▶ [Passage shown]:
This SQL implementation is in beta release. It is compatible with SQLite v3.24.0+ and PostgreSQL 14. Previous versions of PostgreSQL may also work, but they have not been tested.

SQL implementation of Born's Classifier

This class is compatible with SQLite and PostgreSQL. Data items are to be passed as list of dictionaries in the format [{feature: value, ...}, ...]. This classifier is suitable for classification with non-negative feature values. The values are treated as unnormalized probability distributions.

Parameters:

Name Type Description Default
engine Engine or str

SQLAlchemy engine or connection string to connect to the database.

'sqlite:///'
prefix str

The prefix to use for the tables in the database. Instances created with different prefix are independent from each other.

'bc'
type_features TraversibleType

SQLAlchemy type of the features.

String
type_classes TraversibleType

SQLAlchemy type of the classes.

Integer

Attributes:

Name Type Description
db Database

Database class acting as interpreter between python and the database.

Source code in bornrule/sql/born.py
class BornClassifierSQL:
    """SQL implementation of Born's Classifier

    This class is compatible with SQLite and PostgreSQL.
    Data items are to be passed as list of dictionaries in the format `[{feature: value, ...}, ...]`.
    This classifier is suitable for classification with non-negative feature values.
    The values are treated as unnormalized probability distributions.

    Parameters
    ----------
    engine : Engine or str
        [SQLAlchemy engine or connection string](https://docs.sqlalchemy.org/en/14/core/engines.html)
        to connect to the database.
    prefix : str
        The prefix to use for the tables in the database.
        Instances created with different `prefix` are independent from each other.
    type_features : TraversibleType
        [SQLAlchemy type](https://docs.sqlalchemy.org/en/14/core/type_basics.html#generic-camelcase-types)
        of the features.
    type_classes : TraversibleType
        [SQLAlchemy type](https://docs.sqlalchemy.org/en/14/core/type_basics.html#generic-camelcase-types)
        of the classes.

    Attributes
    ----------
    db : Database
        [Database class](https://github.com/eguidotti/bornrule/blob/main/bornrule/sql/database.py) acting as
        interpreter between python and the database.

▶ [Directives]:
A: In the documentation, why are PostgreSQL versions before 14 not stated as compatible, even though they might work? Answer in one to three sentences.
B: Can you retype the part of the documentation between "SQLAlchemy type of the classes." and "as interpreter between python and the database.", inclusive?

▶ [Supplied data]:
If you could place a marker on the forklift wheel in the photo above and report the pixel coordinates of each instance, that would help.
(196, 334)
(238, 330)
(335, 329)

▶ [Solved tasks]:
A: They have not been tested. The documentation says previous PostgreSQL versions may also work, but it states compatibility only with PostgreSQL 14.

B:
SQLAlchemy type of the classes.

Integer

Attributes:

Name Type Description
db Database

Database class acting as interpreter between python and the database.